Write out every line of the listing below with no changes at all.

>> START Raw records

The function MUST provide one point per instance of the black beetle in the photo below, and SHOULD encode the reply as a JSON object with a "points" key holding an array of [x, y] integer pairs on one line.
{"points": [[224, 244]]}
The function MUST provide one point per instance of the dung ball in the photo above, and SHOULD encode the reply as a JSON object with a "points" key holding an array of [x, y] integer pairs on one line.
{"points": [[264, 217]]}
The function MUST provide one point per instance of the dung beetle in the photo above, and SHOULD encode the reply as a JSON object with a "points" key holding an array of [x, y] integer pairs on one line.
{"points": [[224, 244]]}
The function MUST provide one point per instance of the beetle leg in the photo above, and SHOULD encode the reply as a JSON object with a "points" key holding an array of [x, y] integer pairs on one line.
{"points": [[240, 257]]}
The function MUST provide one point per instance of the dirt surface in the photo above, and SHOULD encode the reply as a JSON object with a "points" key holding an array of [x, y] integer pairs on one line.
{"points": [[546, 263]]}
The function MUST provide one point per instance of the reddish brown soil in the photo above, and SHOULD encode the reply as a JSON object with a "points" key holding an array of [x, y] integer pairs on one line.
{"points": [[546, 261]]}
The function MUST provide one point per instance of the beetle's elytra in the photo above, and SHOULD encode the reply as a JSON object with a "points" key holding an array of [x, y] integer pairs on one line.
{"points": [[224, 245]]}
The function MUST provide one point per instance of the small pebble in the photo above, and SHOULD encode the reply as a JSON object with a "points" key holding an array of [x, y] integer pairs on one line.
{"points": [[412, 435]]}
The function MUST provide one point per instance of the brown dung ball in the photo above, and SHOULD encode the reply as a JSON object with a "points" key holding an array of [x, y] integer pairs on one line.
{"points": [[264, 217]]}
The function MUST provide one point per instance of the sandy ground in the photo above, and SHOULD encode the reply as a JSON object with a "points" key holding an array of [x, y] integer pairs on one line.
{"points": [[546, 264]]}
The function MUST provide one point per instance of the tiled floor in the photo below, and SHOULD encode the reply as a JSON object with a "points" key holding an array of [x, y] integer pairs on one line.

>> END Raw records

:: Finished exercise ::
The function MUST provide one point per instance of the black beetle in the photo below, and SHOULD encode the reply as a JSON object with a "points" key holding an array of [x, y] integer pairs on one line.
{"points": [[224, 244]]}
The function MUST provide one point per instance of the dung ball in the photo above, and SHOULD encode the reply as a JSON object with a "points" key holding an array of [x, y] integer pairs on one line.
{"points": [[264, 217]]}
The function MUST provide one point per instance of the dung beetle in the photo above, and SHOULD encode the reply as a JSON object with a "points" key holding an array of [x, y] integer pairs on one line.
{"points": [[224, 244]]}
The function MUST provide one point per instance of the beetle leg in the photo above, and SHOULD encode the reply as a JSON object with a "points" key holding an array of [x, y] integer pairs on one line.
{"points": [[240, 257]]}
The function MUST provide one point per instance of the dirt surface in the photo above, and SHOULD encode the reply as a JSON object with a "points" key holding an array of [x, y] integer pairs on one line.
{"points": [[546, 263]]}
The function MUST provide one point per instance of the reddish brown soil in the photo above, and SHOULD encode the reply as a JSON object with a "points" key holding an array of [x, y] integer pairs on one line.
{"points": [[546, 261]]}
The function MUST provide one point per instance of the beetle's elytra in the photo above, and SHOULD encode the reply as a JSON object with a "points" key holding an array of [x, y] integer pairs on one line.
{"points": [[224, 245]]}
The function MUST provide one point per instance of the small pebble in the photo above, and SHOULD encode the reply as a JSON object with a "points" key holding an array of [x, y] integer pairs on one line.
{"points": [[412, 435]]}
The function MUST provide one point per instance of the brown dung ball in the photo above, and SHOULD encode the reply as a JSON object with a "points" key holding an array of [x, y] integer pairs on one line.
{"points": [[264, 217]]}
The function MUST provide one point per instance of the sandy ground in the photo above, and SHOULD encode the reply as a JSON object with a "points" key holding an array of [x, y] integer pairs on one line.
{"points": [[546, 264]]}
The function MUST provide one point per instance of the tiled floor in the photo below, and SHOULD encode the reply as a JSON object with a "points" key holding an array of [x, y] integer pairs on one line.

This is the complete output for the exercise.